◆ **Problems to solve**:
A – Decide whether each statement agrees with the album review: (i) the album first came out on the Tampa label; (ii) Ben Tucker is the drummer on the album; (iii) the album holds around 41 minutes of music. For each, answer yes or no and quote the words of the review that settle it.
B – According to the album review, who plays piano on the album?
C – From the album review, write out everything from "Archive for the" down to "(No Alternate Takes)".

◆ **Reading passage**:
[Start]

Archive for the Art PEPPER Category

Art PEPPER – The Art Pepper Quartet 1956

Posted in Art PEPPER, JAZZ on December 3, 2010 by whoisthemonk

Art PEPPER – The Art Pepper Quartet 1956
(No Alternate Takes)


Originally released on the defunct Tampa label and then on CD by the small V.S.O.P. label, this album features the great altoist Art Pepper with pianist Russ Freeman, bassist Ben Tucker and drummer Gary Frommer. Despite the inclusion of five alternate takes, there is still only around 41 minutes of music but the quality is high; even with his erratic lifestyle, Pepper never made a bad record. Highlights include Art’s original “Diane,” “Besame Mucho” and “Pepper Pot.” Fine music, but not essential when one considers how many gems Art Pepper recorded during his rather hectic life.

[End]

(Data records)
[Start]

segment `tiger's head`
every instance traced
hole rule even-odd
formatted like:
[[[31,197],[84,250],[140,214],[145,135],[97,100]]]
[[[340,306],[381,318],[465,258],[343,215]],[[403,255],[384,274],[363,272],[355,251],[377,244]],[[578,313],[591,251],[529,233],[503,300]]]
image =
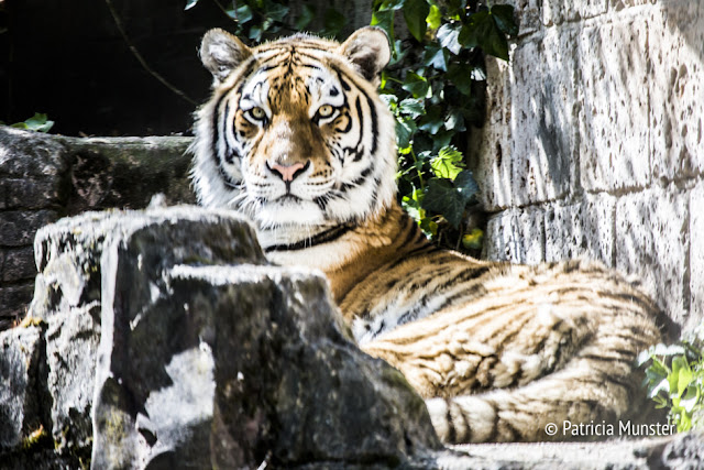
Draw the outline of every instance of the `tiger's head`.
[[[382,30],[256,47],[211,30],[200,56],[213,76],[191,147],[201,205],[285,231],[360,222],[392,204],[395,121],[376,91],[391,57]]]

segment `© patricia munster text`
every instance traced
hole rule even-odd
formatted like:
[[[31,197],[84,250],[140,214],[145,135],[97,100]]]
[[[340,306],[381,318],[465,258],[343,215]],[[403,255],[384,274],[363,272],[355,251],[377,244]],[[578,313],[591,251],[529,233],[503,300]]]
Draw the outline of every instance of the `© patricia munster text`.
[[[636,424],[630,420],[614,423],[572,423],[562,422],[562,426],[557,423],[546,425],[546,434],[554,436],[561,433],[562,436],[591,437],[591,436],[670,436],[676,433],[678,427],[673,424]]]

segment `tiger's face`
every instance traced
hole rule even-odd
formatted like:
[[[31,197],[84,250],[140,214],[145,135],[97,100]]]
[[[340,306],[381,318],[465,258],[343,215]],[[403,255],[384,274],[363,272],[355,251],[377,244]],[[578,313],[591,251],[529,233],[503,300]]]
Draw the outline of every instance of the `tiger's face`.
[[[360,221],[391,204],[395,122],[376,94],[391,56],[383,31],[250,48],[212,30],[200,54],[215,77],[194,143],[201,204],[263,230]]]

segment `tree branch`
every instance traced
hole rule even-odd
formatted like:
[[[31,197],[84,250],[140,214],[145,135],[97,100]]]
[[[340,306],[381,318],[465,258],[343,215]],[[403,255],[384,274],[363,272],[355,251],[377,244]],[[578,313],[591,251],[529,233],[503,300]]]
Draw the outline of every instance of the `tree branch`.
[[[124,40],[125,44],[130,48],[130,52],[132,52],[132,55],[134,56],[134,58],[136,58],[139,61],[139,63],[142,65],[142,67],[150,75],[152,75],[154,78],[160,80],[162,83],[162,85],[164,85],[166,88],[172,90],[174,94],[178,95],[180,98],[185,99],[186,101],[188,101],[193,106],[198,106],[198,103],[194,99],[191,99],[185,92],[183,92],[180,89],[176,88],[174,85],[168,83],[168,80],[166,80],[166,78],[162,77],[161,74],[158,74],[156,70],[154,70],[152,67],[150,67],[150,65],[146,63],[146,61],[144,61],[144,57],[142,57],[142,54],[140,54],[140,52],[136,50],[134,44],[132,44],[132,41],[130,41],[130,37],[128,36],[128,34],[124,31],[124,28],[122,25],[122,21],[120,20],[120,17],[118,17],[118,13],[116,12],[114,7],[112,6],[112,0],[106,0],[106,3],[108,6],[108,9],[110,10],[110,14],[112,15],[112,19],[114,20],[114,24],[118,28],[118,31],[120,31],[120,34],[122,35],[122,39]]]

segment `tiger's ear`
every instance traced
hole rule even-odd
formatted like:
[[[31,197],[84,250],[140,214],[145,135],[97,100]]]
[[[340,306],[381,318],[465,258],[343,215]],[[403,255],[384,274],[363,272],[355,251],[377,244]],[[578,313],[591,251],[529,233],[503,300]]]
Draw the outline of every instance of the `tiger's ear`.
[[[202,65],[220,83],[251,55],[252,50],[242,41],[218,28],[208,31],[200,44]]]
[[[378,85],[378,75],[392,58],[388,36],[384,30],[376,26],[356,30],[342,43],[340,53],[346,56],[358,72],[374,85]]]

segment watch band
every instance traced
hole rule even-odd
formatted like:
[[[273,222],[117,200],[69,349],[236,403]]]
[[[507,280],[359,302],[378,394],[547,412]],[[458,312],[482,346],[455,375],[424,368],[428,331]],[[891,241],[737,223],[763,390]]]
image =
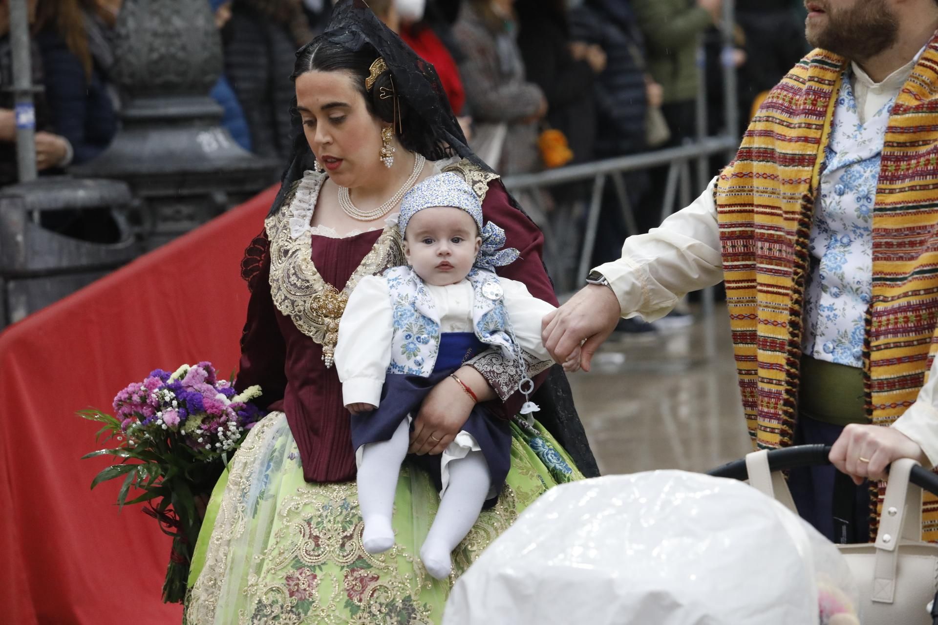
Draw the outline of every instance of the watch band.
[[[598,271],[591,271],[586,276],[586,284],[597,284],[603,287],[609,287],[610,289],[613,288],[613,286],[609,284],[609,279]]]

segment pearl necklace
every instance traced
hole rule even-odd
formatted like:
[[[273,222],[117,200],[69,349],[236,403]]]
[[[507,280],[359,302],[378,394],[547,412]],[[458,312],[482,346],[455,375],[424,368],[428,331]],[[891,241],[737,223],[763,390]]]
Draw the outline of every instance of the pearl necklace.
[[[414,157],[414,171],[411,171],[410,176],[404,182],[403,186],[398,189],[398,192],[391,196],[391,199],[383,203],[378,208],[373,211],[362,211],[355,204],[352,203],[352,198],[349,196],[349,189],[347,186],[339,187],[339,206],[342,209],[345,215],[349,216],[356,221],[373,221],[380,216],[387,214],[394,205],[401,201],[401,199],[404,197],[404,193],[410,190],[411,186],[414,186],[414,183],[416,179],[420,177],[420,172],[423,171],[423,164],[427,161],[422,154],[417,154]]]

[End]

◆ **Solutions below**:
A –
(i) Yes: "Originally released on the defunct Tampa label"
(ii) No: "bassist Ben Tucker and drummer Gary Frommer"
(iii) Yes: "there is still only around 41 minutes of music"

B – Russ Freeman

C –
Archive for the Art PEPPER Category

Art PEPPER – The Art Pepper Quartet 1956

Posted in Art PEPPER, JAZZ on December 3, 2010 by whoisthemonk

Art PEPPER – The Art Pepper Quartet 1956
(No Alternate Takes)